(Items from a dataset)
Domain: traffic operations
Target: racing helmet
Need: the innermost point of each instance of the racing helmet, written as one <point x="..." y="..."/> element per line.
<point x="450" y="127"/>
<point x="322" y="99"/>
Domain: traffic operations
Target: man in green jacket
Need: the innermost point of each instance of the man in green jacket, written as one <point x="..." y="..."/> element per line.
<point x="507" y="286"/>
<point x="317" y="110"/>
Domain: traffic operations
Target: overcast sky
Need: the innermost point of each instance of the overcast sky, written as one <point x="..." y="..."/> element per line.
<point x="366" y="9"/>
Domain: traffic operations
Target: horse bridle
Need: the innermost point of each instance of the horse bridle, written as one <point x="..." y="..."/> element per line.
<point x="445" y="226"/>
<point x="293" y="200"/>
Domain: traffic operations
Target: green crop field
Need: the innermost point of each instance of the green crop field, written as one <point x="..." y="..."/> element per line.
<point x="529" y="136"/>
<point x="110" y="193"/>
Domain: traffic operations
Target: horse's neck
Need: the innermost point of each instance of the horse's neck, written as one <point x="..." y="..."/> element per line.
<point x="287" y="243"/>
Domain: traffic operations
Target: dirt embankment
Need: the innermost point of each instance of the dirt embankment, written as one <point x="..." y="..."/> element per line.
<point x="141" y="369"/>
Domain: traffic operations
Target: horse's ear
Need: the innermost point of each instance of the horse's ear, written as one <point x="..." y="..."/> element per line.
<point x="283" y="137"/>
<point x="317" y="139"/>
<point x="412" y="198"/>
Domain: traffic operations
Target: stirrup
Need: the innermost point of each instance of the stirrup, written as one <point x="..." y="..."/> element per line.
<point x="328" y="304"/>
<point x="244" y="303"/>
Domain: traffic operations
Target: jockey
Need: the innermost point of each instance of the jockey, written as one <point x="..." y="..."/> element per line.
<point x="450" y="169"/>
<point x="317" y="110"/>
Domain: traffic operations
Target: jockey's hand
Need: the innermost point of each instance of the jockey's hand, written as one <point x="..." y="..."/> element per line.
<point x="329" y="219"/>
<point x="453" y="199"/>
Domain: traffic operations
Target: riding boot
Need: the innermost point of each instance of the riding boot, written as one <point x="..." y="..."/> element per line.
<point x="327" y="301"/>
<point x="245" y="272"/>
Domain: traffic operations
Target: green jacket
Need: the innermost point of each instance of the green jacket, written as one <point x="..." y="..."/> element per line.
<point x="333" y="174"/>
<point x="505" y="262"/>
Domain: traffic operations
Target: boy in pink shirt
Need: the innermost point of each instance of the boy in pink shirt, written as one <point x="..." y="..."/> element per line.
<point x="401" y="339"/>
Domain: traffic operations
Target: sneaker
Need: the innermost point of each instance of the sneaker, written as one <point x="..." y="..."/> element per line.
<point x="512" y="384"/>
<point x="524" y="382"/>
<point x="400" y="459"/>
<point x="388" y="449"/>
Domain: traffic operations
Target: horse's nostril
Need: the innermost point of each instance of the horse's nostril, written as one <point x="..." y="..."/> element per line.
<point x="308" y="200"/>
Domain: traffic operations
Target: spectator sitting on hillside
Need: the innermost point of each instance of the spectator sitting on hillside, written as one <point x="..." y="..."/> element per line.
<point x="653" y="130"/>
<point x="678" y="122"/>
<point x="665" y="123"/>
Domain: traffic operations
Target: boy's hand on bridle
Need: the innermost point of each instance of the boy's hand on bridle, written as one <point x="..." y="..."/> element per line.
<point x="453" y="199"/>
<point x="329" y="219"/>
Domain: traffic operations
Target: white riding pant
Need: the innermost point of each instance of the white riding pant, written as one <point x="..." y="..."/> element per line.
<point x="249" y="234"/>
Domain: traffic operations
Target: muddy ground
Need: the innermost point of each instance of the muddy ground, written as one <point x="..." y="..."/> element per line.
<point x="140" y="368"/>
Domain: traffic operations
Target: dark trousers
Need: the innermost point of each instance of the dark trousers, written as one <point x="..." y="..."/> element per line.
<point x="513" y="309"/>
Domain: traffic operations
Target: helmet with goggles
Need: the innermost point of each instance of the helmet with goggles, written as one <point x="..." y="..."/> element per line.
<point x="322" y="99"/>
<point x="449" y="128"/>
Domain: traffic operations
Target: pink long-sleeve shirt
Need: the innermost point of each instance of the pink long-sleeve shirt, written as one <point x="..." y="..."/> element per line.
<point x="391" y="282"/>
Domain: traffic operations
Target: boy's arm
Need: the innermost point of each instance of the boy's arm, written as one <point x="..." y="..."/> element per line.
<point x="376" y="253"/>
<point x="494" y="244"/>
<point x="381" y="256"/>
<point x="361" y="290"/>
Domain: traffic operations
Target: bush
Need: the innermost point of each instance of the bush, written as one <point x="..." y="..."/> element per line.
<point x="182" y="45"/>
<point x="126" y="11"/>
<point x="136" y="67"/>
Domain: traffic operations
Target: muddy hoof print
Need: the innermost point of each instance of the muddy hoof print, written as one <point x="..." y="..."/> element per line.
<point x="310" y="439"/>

PROMPT:
Return, please, the lines of the data from the first through the line containing "Target: man in green jacket", both kept, exactly as they stand and nothing more.

EXERCISE ANSWER:
Domain: traffic operations
Target: racing helmet
Need: the innermost point of each instance of the racing helmet, written as one <point x="..." y="..."/> element per line.
<point x="450" y="127"/>
<point x="322" y="99"/>
Domain: traffic operations
Target: man in green jacket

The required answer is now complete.